● **Work request**
Repeat the entries that appear below, exactly and in full.

------ Supplied entries ------

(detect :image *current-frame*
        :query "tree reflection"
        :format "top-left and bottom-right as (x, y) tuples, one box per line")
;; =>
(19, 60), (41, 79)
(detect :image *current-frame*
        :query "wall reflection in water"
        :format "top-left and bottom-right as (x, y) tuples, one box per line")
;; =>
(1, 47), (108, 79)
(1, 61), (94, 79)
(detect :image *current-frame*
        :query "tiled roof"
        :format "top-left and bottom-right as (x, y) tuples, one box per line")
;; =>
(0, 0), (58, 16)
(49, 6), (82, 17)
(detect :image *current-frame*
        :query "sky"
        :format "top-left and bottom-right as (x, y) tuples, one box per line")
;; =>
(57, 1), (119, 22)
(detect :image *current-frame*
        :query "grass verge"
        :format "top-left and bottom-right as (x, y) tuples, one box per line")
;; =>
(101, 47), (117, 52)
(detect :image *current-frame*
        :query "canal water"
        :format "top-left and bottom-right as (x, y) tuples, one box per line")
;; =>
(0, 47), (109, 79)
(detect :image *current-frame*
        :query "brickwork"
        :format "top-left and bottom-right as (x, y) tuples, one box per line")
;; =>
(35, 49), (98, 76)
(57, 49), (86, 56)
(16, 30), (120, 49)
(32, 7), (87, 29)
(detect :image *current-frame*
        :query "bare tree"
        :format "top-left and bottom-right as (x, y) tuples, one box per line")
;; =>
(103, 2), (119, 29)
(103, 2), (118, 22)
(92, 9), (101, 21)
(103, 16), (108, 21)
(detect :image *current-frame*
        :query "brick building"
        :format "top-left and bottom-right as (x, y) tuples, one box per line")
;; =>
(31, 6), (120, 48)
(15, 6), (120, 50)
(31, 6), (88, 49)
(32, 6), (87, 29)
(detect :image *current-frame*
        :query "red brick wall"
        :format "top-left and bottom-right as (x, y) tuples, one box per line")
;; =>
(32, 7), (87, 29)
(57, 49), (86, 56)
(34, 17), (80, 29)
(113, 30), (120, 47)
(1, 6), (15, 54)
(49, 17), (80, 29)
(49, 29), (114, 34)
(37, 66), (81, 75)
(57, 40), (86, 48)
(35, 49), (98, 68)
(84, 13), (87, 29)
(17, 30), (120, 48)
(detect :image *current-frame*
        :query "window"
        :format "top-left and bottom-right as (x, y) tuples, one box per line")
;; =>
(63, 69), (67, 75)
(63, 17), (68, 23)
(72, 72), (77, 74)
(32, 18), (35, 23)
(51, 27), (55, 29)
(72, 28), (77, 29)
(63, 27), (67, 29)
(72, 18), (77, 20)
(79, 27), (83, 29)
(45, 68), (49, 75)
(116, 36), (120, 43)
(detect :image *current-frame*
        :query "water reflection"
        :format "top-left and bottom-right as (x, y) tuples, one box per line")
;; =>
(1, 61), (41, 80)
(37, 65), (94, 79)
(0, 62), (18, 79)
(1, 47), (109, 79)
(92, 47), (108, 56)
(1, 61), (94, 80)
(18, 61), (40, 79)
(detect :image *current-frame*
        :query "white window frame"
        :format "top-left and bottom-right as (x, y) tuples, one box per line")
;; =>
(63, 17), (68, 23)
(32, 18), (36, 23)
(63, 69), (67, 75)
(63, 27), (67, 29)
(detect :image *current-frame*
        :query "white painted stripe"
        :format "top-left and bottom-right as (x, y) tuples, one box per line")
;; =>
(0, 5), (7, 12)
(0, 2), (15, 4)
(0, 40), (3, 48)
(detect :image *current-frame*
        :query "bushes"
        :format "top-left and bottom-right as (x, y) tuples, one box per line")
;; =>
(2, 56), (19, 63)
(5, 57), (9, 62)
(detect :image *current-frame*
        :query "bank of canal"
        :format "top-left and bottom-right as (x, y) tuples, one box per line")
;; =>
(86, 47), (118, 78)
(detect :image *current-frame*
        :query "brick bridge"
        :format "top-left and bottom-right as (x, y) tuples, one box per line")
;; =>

------

● **Answer to the problem**
(detect :image *current-frame*
        :query "tree reflection"
        :format "top-left and bottom-right as (x, y) tuples, one box per line")
;; =>
(19, 60), (41, 79)
(detect :image *current-frame*
        :query "wall reflection in water"
        :format "top-left and bottom-right as (x, y) tuples, one box per line")
;; =>
(1, 47), (108, 79)
(1, 61), (94, 79)
(detect :image *current-frame*
        :query "tiled roof"
        :format "top-left and bottom-right as (x, y) tuples, one box per line")
;; =>
(0, 0), (58, 16)
(49, 6), (82, 17)
(detect :image *current-frame*
        :query "sky"
        :format "top-left and bottom-right as (x, y) tuples, one box per line")
;; =>
(57, 1), (119, 22)
(detect :image *current-frame*
        :query "grass verge"
        :format "top-left and bottom-right as (x, y) tuples, one box per line")
;; =>
(101, 47), (117, 52)
(detect :image *current-frame*
        :query "canal water"
        :format "top-left and bottom-right as (x, y) tuples, one box per line")
;; =>
(0, 47), (109, 79)
(detect :image *current-frame*
        :query "brickwork"
        :format "top-left and bottom-right as (x, y) tuples, one box per line")
;; =>
(35, 49), (98, 76)
(57, 49), (86, 56)
(16, 30), (120, 49)
(32, 7), (87, 29)
(detect :image *current-frame*
        :query "bare tree"
        :format "top-left and bottom-right as (x, y) tuples, one box per line")
;; =>
(103, 2), (119, 29)
(103, 2), (118, 22)
(92, 9), (101, 21)
(103, 16), (108, 21)
(detect :image *current-frame*
        :query "brick building"
        :format "top-left and bottom-right as (x, y) tuples, one box per line")
;; =>
(31, 6), (120, 48)
(15, 6), (120, 50)
(31, 6), (88, 49)
(32, 6), (87, 29)
(detect :image *current-frame*
        :query "red brick wall"
        :format "top-left and bottom-right as (x, y) tuples, one box per line")
;; =>
(32, 7), (87, 29)
(57, 49), (86, 56)
(34, 17), (80, 29)
(113, 30), (120, 47)
(1, 6), (15, 54)
(49, 17), (80, 29)
(49, 29), (114, 34)
(37, 66), (81, 75)
(57, 40), (86, 48)
(35, 49), (98, 68)
(84, 13), (87, 29)
(17, 30), (120, 48)
(detect :image *current-frame*
        :query "window"
        :format "top-left and bottom-right as (x, y) tuples, one box per line")
;; =>
(63, 69), (67, 75)
(63, 17), (68, 23)
(72, 72), (77, 74)
(32, 18), (35, 23)
(51, 27), (55, 29)
(72, 28), (77, 29)
(63, 27), (67, 29)
(72, 18), (77, 20)
(79, 27), (83, 29)
(45, 68), (49, 75)
(116, 36), (120, 43)
(detect :image *current-frame*
        :query "water reflection"
        :format "top-left and bottom-right as (x, y) tuples, one box per line")
;; =>
(1, 61), (41, 80)
(37, 65), (94, 79)
(0, 62), (18, 79)
(1, 47), (109, 79)
(92, 47), (108, 56)
(1, 61), (94, 80)
(18, 61), (40, 79)
(detect :image *current-frame*
        :query "white window frame"
        :format "top-left and bottom-right as (x, y) tuples, one box per line")
;; =>
(63, 17), (68, 23)
(32, 18), (36, 23)
(63, 69), (67, 75)
(63, 27), (67, 29)
(detect :image *current-frame*
        :query "white painted stripe"
        :format "top-left and bottom-right as (x, y) tuples, one box per line")
;; =>
(0, 5), (7, 12)
(0, 2), (15, 4)
(0, 40), (3, 48)
(detect :image *current-frame*
        :query "bushes"
        :format "top-left and bottom-right as (x, y) tuples, one box per line")
;; =>
(2, 56), (19, 63)
(5, 57), (9, 62)
(detect :image *current-frame*
        :query "bank of canal"
        :format "top-left and bottom-right as (x, y) tuples, one box per line")
;; =>
(86, 47), (118, 78)
(detect :image *current-frame*
        :query "brick bridge"
        :format "top-left and bottom-right as (x, y) tuples, one box per line")
;; =>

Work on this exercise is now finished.